CONSIGNE ÉCRITE A> Reproduisez à l'identique toutes les lignes de données placées après le texte sur Properce.

**** TEXTE FOURNI ****

Properce - (-47 à -16)



Properce, de son nom latin Sextus Propertius, est un poète latin né aux alentours de 47 av. J.-C. en Ombrie, sans doute à proximité de la ville actuelle d'Assise, et mort vers 16/15 av. J.-C..


Biographie

Très peu d'informations sur Properce sont connues, en dehors de ses propres écrits. Son praenomen « Sextus » est mentionné par Aelius Donat, quelques manuscrits le désignent comme « Sextus Propertius », mais le reste de son nom est inconnu. De nombreuses références dans sa poésie indiquent clairement qu'il est né et a grandi en Ombrie ; la ville d'Assise actuelle revendique l'honneur de l'avoir vu naître. Son père mourut quand il était enfant et sa famille perdit ses terres lors d'une confiscation, probablement la même que celle qui réduisit les possessions de Virgile lorsqu'Octave distribua des terres à ses vétérans en 41 av. J.-C. Si on ajoute à cela une référence d'Ovide impliquant qu'il était plus jeune que son contemporain Tibulle, une date de naissance au début des années 40 paraît appropriée.

Après la mort de son père, la mère de Properce le lance dans le cursus d'une carrière publique — ce qui indique que sa famille avait toujours une certaine aisance financière, de même que certaines allusions mythologiques précises montrent qu'il a reçu une bonne éducation. De nombreuses évocations de ses amis comme Tullus le neveu de Lucius Volcatius Tullus, consul en 33 av. J.-C., et le fait qu'il habitait sur l'Esquilin indiquent qu'il a dû entrer au cours des années 20 dans un cercle de fils d'hommes riches et impliqués dans la vie politique. C'est à cette époque qu'il a rencontré Cynthia, la femme qui allait l'inspirer et féconder son génie poétique.

**** DONNÉES FOURNIES ****

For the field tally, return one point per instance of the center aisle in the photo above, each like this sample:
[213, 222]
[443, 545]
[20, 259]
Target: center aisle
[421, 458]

****

CONSIGNE ÉCRITE B> Transcrivez un extrait du texte sur Properce : partez des mots « Properce - (-47 » et arrêtez-vous après « 16/15 av. J.-C.. ».

SOLUTION DÉTAILLÉE A>
For the field tally, return one point per instance of the center aisle in the photo above, each like this sample:
[213, 222]
[443, 545]
[20, 259]
Target: center aisle
[421, 458]

SOLUTION DÉTAILLÉE B>
Properce - (-47 à -16)



Properce, de son nom latin Sextus Propertius, est un poète latin né aux alentours de 47 av. J.-C. en Ombrie, sans doute à proximité de la ville actuelle d'Assise, et mort vers 16/15 av. J.-C..